**WHAT THIS EXERCISE ASKS**
[a] Reproduce the passage on telemetry noise estimation from "Then, the spectrum" to "using equation (12).", substituting "noise suppression method" for "noise cancellation method".
[b] Extend the passage on telemetry noise estimation with new text that follows on from its final sentence.

**TEXT**
For example, assuming that received signal, Pyy(f), may be approximated as
Pyy(f)=k·Pxx(f)+Pnsns(f)+Pnpnp(f)  (10)
where Pxx(f) is the spectrum of the telemetry signal whose shape is produced analytically; Pnsns(f) is the spectrum of an unknown wideband smooth component; and Pnpnp(f) is the spectrum of a component containing large peaks. The scaling coefficient k may be obtained by solving the following inverse problem:
{k,Pnsns(f),Pnpnp(f)}=argmin(∥Pyy(f)−k·Pxx(f)−Pnsns(f)+Pnpnp(f)∥)  (11)

Then, the spectrum of the received noise can be obtained by subtracting the estimated telemetry signal from the observed spectrum:
Pnn(f)Pyy(f)−k·Pxx(f)  (12)

In another embodiment, a noise cancellation method, such as a constant modulus, may be used to estimate Pxx(f). The noise spectrum may then be estimated as before using equation (12).

In 712, the telemetry mode and parameters may be configured based at least partially on the noise portion. A telemetry mode and parameters may be determined and implemented based on the spectrum estimates and noise. The telemetry mode and parameters may include one or more of a modulation type for transmitting the signal, a frequency band for transmitting the signal, a bit rate for transmitting the signal, a modulation rate for transmitting the signal, a carrier rate for transmitting the signal, a symbol rate for transmitting the signal, an amplitude for transmitting the signal, a pulse shape for transmitting the signal, a cyclic prefix length for transmitting the signal, a number of subcarriers for transmitting the signal, active subcarriers for transmitting the signal, a bandwidth for transmitting the signal, and the like. For example, the telemetry mode and parameters may include an optimal frequency bitrate pair, SNR/Watt ratio, highest bitrate, and/or highest SNR. In a dual telemetry situation, the telemetry mode and parameters may include an optimal transmission method, e.g., mud pulse or EM, and an optimal frequency and bitrate. In an EM multi-pad system, the telemetry mode and parameters may include frequency and bitrate options that maximize total throughput for the tools. Any of these may allow the downhole tool 140 to transmit with lower amplitude, which may save power.

The spectrum estimates may be used to determine a type of noise in the received signals. The type of noise may be used to determine, suggest, and implement one or more noise compensation methods. For example, the one or more noise compensation methods may include bit interleaving and ECC implemented in the transmitter, optimal block size to minimize latency, selecting an optimal carrier frequency and modulation type and bit rate, selecting subcarriers and assigning bit loading to those carriers in an OFDM signal, or frequency hopping for varying or unpredictable noise.

**DATA LISTING**
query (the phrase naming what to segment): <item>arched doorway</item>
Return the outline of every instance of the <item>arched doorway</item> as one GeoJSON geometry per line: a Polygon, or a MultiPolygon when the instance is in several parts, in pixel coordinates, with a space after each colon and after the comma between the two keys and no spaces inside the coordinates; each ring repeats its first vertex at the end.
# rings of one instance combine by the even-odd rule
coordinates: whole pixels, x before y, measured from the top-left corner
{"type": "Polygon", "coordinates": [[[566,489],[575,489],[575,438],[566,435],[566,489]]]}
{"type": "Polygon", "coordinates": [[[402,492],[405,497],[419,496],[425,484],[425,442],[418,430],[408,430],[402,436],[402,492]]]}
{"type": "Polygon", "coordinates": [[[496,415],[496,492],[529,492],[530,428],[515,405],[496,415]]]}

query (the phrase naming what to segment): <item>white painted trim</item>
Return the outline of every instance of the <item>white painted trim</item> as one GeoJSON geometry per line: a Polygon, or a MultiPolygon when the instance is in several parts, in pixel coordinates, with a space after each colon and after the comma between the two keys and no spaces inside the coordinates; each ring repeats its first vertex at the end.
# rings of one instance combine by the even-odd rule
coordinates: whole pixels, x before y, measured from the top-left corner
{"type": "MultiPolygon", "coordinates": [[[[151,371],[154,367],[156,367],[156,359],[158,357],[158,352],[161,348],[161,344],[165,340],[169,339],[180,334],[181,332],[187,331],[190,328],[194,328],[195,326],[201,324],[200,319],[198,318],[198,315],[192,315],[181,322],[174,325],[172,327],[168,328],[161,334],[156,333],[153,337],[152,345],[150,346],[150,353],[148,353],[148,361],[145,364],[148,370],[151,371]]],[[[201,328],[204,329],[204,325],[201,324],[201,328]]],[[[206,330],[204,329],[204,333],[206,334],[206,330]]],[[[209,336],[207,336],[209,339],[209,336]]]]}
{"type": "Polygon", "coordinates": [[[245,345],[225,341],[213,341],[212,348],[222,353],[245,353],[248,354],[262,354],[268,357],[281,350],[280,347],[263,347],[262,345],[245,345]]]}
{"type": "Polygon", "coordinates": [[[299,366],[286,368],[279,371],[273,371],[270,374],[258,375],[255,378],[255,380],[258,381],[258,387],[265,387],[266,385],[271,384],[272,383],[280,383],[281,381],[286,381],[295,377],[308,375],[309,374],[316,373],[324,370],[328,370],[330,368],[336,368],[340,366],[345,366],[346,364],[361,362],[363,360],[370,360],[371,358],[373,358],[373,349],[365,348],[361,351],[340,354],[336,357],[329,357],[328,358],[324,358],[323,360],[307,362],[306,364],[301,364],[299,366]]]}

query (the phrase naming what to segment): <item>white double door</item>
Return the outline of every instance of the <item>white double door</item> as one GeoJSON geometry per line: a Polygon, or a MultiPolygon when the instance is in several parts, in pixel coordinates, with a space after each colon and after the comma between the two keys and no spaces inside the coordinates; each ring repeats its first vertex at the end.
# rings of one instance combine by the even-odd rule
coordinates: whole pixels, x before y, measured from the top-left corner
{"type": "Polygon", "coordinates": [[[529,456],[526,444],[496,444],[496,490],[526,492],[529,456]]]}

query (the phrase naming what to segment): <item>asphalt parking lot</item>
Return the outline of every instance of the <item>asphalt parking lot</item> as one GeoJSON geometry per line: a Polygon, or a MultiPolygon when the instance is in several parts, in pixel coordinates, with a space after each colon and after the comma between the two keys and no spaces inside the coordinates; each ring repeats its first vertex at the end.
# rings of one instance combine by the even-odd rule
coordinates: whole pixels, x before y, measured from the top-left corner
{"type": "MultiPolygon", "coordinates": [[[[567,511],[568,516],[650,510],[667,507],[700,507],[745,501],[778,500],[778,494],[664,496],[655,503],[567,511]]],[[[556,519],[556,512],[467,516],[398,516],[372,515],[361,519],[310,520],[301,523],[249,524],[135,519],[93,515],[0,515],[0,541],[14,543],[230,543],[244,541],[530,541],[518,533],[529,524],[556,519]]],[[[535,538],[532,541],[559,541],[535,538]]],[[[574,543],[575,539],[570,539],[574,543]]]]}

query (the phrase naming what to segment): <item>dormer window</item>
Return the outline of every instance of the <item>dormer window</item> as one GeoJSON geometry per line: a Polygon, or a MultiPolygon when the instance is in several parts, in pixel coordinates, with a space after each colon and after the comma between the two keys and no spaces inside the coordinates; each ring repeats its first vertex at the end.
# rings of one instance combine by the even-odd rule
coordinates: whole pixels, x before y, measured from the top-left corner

**RESPONSES IN ORDER**
[a]
Then, the spectrum of the received noise can be obtained by subtracting the estimated telemetry signal from the observed spectrum:
Pnn(f)Pyy(f)−k·Pxx(f)  (12)

In another embodiment, a noise suppression method, such as a constant modulus, may be used to estimate Pxx(f). The noise spectrum may then be estimated as before using equation (12).

[b]
An estimation of the effectiveness of the telemetry mode and parameters may be provided. For example, the estimation may include a depth at which the telemetry mode and parameters would become undesirable, e.g., low SNR. The signal attenuation with depth may be based on an EM propagation model specific to a formation being drilled, a general model which assumes a homogenous formation, and the like. Once determined, the telemetry mode and parameters may be transmitted to the one or more downhole tools, for example, via the downlink telemetry signal.

In 714, in response to configuring the telemetry mode and/or parameters, a signal may be transmitted to the downhole tool 140 to cause the downhole tool 140 to perform a drilling action. The drilling actions are described above.

FIG. 8 illustrates another example of a method 800 using an analytical telemetry spectrum for estimating a spectrum of a telemetry signal and configuring transmission signals, according to an embodiment. For example, in a case of low SNR, demodulation of the telemetry symbols may not be possible. In this case, a telemetry spectrum may be estimated using statistical prior knowledge on the signal waveform.

After the process begins, in 802, a signal may be received from one or more downhole tools in a wellbore. The received signal may include a telemetry portion and a noise portion. The received signal may include a telemetry portion and a noise portion. The received signal may be any type of signal, for example, an EM signal, a mud pulse signal, etc. The received signal may be transmitted from any type of tool within the wellbore. For example, the received signal may be transmitted by one or more MWD tools 154, one or more LWD tools 152, etc. The signal may be received by any type of receiver (e.g., sensors 160, 162). For example, the signal may be received by one or more EM sensors, one or more deep electrodes, etc. The signal may be detected by measuring a raw voltage across two electrodes.

In 804, an analytical telemetry spectrum may be generated. The analytical telemetry spectrum may be generated assuming that symbols are drawn from a uniform probability distribution. Providing that the pulse shape may be known and the symbols are drawn from a uniform probability distribution, the shape of a telemetry spectrum or theoretical telemetry spectrum may be produced analytically. For example, the telemetry spectrum may be produced using a Monte-Carlo simulation, closed-form solution, or other analytical solution.

In 806, channel parameters and scaling parameters may be fit based on the observation or the spectrum of the received signal. In 808, the spectrum estimate of the telemetry portion, including the channel effects, may be subtracted from the spectrum of the received signal. In 810, the noise portion in the received signal may be estimated based at least partially on the subtraction of the spectrum estimate of the telemetry portion from the spectrum of the received signal.

For example, in the case of a propagation model H(.|θ) being available from prior knowledge or collected data about the formation, the inverse problem may be solved for the unknown parameters θ of the propagation model such that:
{θ,Pnsns(f),Pnpnp(f)}=argmin(∥Pyy(f)−H(Pxx(f)|θ)−Pnsns(f)+Pnpnp(f)∥)  (13)

For example, one channel model may be H(Pxx(f)|θ)=θ.Pxx(f), which is a scaling in the frequency domain. In another example, H(Pxx(f)|θ) can be an exponential scaling H(Pxx(f)|θ)=exp(−θ).Pxx(f), where θ is an unknown coefficient.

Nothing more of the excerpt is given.